According to the safety profile of the STEP program trials, gastrointestinal disorders were the most common adverse events with semaglutide, typically transient, of mild-to-moderate severity, occurring during dose escalation, and such events led to permanent treatment discontinuation.5 With enhanced efficacy and enlarged therapeutic benefits, co-agonists appealed to researchers and drug companies, which possess activation activity of GLP-1 receptor plus an additional one such as gastric inhibitory polypeptide receptor (GIPR) or glucagon receptor (GCGR).6 GIP is an insulin stimulating hormone that is secreted from K cells in the upper small intestines and its postprandial level reached four times that of GLP-1 under normal physiological conditions,7,8 stimulating insulin under hyperglycaemic conditions in a glycaemic-dependent and dose-dependent manner.9–13 Additionally, GIP may promote storage of dietary lipids by boosting the healthy expansion of white adipose tissue (WAT) and reducing food intake and body weight through its actions in the central nervous system (CNS).14,15 GIP agonists are beneficial in treating both obesity and T2D, and clinical studies have shown the potential of GIP receptor agonists to be used in combination with other glucose-lowering peptides in the treatment of obese type 2 diabetes.16 Current research data confirmed the synergistic benefits of GIP on improving lipid and glucose metabolism when paired with the anorexigenic mechanism of GLP-1.17,18 The SURPASS trials revealed that tirzepatide (Lilly), a GLP1 and GIP receptor co-agonist, is effective in improving glycaemia and reducing weight in T2D, superior to semaglutide at the 1 mg weekly dose that is licensed for T2D.19 Besides, the SURMOUNT-4 trial demonstrated that the overall mean weight reduction from week 0 to 88 was 25.3% for tirzepatide and 9.9% for placebo.20

Here, we characterize a novel dual GIP and GLP-1 receptor agonist DR10627, also known as HZ010. Preclinical assessment demonstrated that administration of DR10627 resulted in glucose lowering in Sprague‑Dawley (SD) rats and diabetic (db/db) mice, and substantial body weight reduction and metabolism improvement in diet-induced obesity (DIO) mice. Thus, DR10627 is promising in the treatment of diabetes and obesity and is currently undergoing Phase I clinical trials.

== DATA FOR REVIEW ==
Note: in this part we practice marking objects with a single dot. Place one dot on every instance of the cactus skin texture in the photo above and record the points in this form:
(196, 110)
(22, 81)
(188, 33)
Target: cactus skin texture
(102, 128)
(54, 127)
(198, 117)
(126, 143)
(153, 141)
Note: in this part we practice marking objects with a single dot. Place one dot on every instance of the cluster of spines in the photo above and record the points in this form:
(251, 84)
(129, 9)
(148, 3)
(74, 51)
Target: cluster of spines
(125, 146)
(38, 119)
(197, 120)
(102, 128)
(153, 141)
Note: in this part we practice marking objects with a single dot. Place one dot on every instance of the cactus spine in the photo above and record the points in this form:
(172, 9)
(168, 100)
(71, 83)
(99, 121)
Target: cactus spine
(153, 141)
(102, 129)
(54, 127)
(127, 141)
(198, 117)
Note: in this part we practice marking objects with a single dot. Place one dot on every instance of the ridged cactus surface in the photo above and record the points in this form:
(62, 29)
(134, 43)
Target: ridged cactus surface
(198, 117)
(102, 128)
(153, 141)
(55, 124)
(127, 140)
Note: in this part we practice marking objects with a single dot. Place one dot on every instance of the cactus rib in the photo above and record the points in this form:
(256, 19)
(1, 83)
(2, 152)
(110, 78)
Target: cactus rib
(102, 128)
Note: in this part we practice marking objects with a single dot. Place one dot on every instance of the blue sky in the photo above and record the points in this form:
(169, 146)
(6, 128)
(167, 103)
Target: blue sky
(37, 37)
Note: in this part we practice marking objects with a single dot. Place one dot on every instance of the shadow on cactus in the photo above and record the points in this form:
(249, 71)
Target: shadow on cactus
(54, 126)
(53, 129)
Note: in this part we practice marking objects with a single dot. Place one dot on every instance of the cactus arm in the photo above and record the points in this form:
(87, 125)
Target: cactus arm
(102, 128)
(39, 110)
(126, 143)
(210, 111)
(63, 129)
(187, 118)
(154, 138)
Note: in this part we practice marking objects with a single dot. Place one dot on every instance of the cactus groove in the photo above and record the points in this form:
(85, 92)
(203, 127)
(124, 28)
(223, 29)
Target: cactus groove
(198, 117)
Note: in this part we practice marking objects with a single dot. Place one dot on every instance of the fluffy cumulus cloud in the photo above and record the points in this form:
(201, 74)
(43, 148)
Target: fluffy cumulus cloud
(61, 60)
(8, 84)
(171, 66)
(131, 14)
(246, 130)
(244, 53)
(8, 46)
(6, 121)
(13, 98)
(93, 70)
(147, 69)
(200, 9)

== WHAT TO DO ==
1. Answer these questions from the passage on GIP and GLP-1 receptor agonists.
(a) Which cells secrete GIP?
(b) In the SURMOUNT-4 trial, what was the overall mean weight reduction for tirzepatide from week 0 to 88?
(c) What other name is DR10627 known by?
2. Summarize the passage on GIP and GLP-1 receptor agonists in two sentences.

== RESULTS ==
1.
(a) K cells in the upper small intestines.
(b) 25.3%.
(c) HZ010.

2. Co-agonists that activate the GLP-1 receptor plus a second receptor such as GIPR have attracted interest, and in the SURPASS trials tirzepatide, a GLP-1 and GIP receptor co-agonist, improved glycemia and reduced weight in T2D. The passage introduces DR10627 (HZ010), a novel dual GIP and GLP-1 receptor agonist that lowered glucose in SD rats and db/db mice and substantially reduced body weight in DIO mice, and that is now in Phase I clinical trials.